--- Start of Given text ---
State v. Bailey

Annotate this Case

119 S.E.2d 165 (1961)

254 N.C. 380

STATE v. James Albert BAILEY, Jr., and LeRoy Jones.

No. 721.

Supreme Court of North Carolina.

April 12, 1961.

T. W. Bruton, Atty. Gen., and Harry W. McGalliard, Asst. Atty. Gen., for the State.

Gilbert Medlin, Laurinburg, for defendant Jones, appellant.

PARKER, Justice.

The State's evidence tends to show the following facts:

Defendant LeRoy Jones, 25 years of age, owns a Chevrolet automobile, and in December 1959 was living and working near Angier in Harnett County. On the morning of 10 December 1959 Jones, with Charles Thomas, 23 years of age, and defendant James Albert Bailey, Jr., 19 years of age, riding as passengers in his automobile, drove it to the home of Rellie Barber near Angier. William Gibson, 17 years of age, was there eating breakfast. After breakfast Gibson got in the automobile with Thomas and Bailey, and Jones drove it away. Jones asked Gibson about his pistol, saying something about killing hogs. Gibson told Jones his pistol was at the house of Pauline Covington. Jones *167 drove to Pauline Covington's house, where Gibson got his pistol, and gave it and bullets to Jones. There was a jar of liquor in the pocket of the automobile.

Later on in the morning, Jones, with Thomas, Bailey, Gibson and one Hattie Mae McEachern in his automobile, drove to Scotland County. All four men were drinking. Upon reaching Scotland County Hattie Mae McEachern got out at her father's house. About 3:00 o'clock p. m. on this afternoon Jones was driving his automobile on U. S. Highway No. 1 between the towns of Marston and Laurinburg in Scotland County. Gibson was in the front seat, and Thomas and Bailey in the back seat. They stopped at a crossroads. At the time a Ford automobile with a trailer hitched to it was coming into the highway from a dirt road.

Charles Thomas testified in substance, except when we quote his language:

"LeRoy said, `there comes a s. o. b. that (sic) has plenty of money.'" Jones drove on down the road, and the automobile with the trailer followed. "LeRoy said he was going to stop down the road and get that man's money. * * * I begged him not to bother the man." Jones drove on about a mile, parked his automobile on the shoulder, got out and waved the automobile with the trailer to stop. It stopped about 30 yards in front of Jones' automobile. Jones walked to the back of the trailer. The white man got out of his automobile with a paper sack. He had fruit in the trailer. Jones pulled a pistol out of his pocket and levelled it on him. The white man backed up four or five feet. While he was backing up, Jones called defendant Bailey to get out of the automobile and come to where he was. Bailey did so, but before he got to where Jones was, Jones shot the white man in the face. The white man fell backwards. Bailey got there, turned the white man over, and took a pocketbook out of his pocket. The man was dead. Bailey handed the pocketbook to Jones. There was a fishing tackle box in the front of the trailer, and Jones took it. Jones and Bailey got back in the automobile, and they left. There was some silver money in the fishing tackle box. Later, Jones opened the pocketbook, and it had some green money in it and a cheque made out for $36. That night Jones cashed the $36 cheque at S. J. Lindsey's store. Jones gave Bailey $10. The white man's name was Frank Allred. He had only one arm. On cross-examination by Bailey's counsel Thomas testified he heard Jones tell Bailey "Get his pocketbook."
--- End of Given text ---
- What you will do:
Copy the court opinion from "T. W. Bruton, Atty." up to and including "PARKER, Justice.", replacing "appellant" with "appellee".
--- Start of Data lines ---
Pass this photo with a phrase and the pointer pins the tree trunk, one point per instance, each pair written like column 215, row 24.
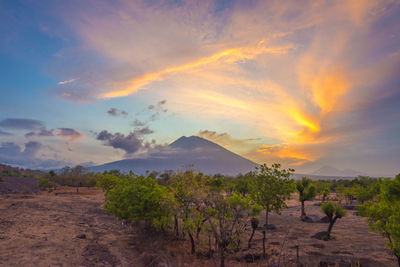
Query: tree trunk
column 192, row 242
column 331, row 223
column 176, row 227
column 251, row 237
column 264, row 255
column 222, row 264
--- End of Data lines ---
- Complete output:
T. W. Bruton, Atty. Gen., and Harry W. McGalliard, Asst. Atty. Gen., for the State.

Gilbert Medlin, Laurinburg, for defendant Jones, appellee.

PARKER, Justice.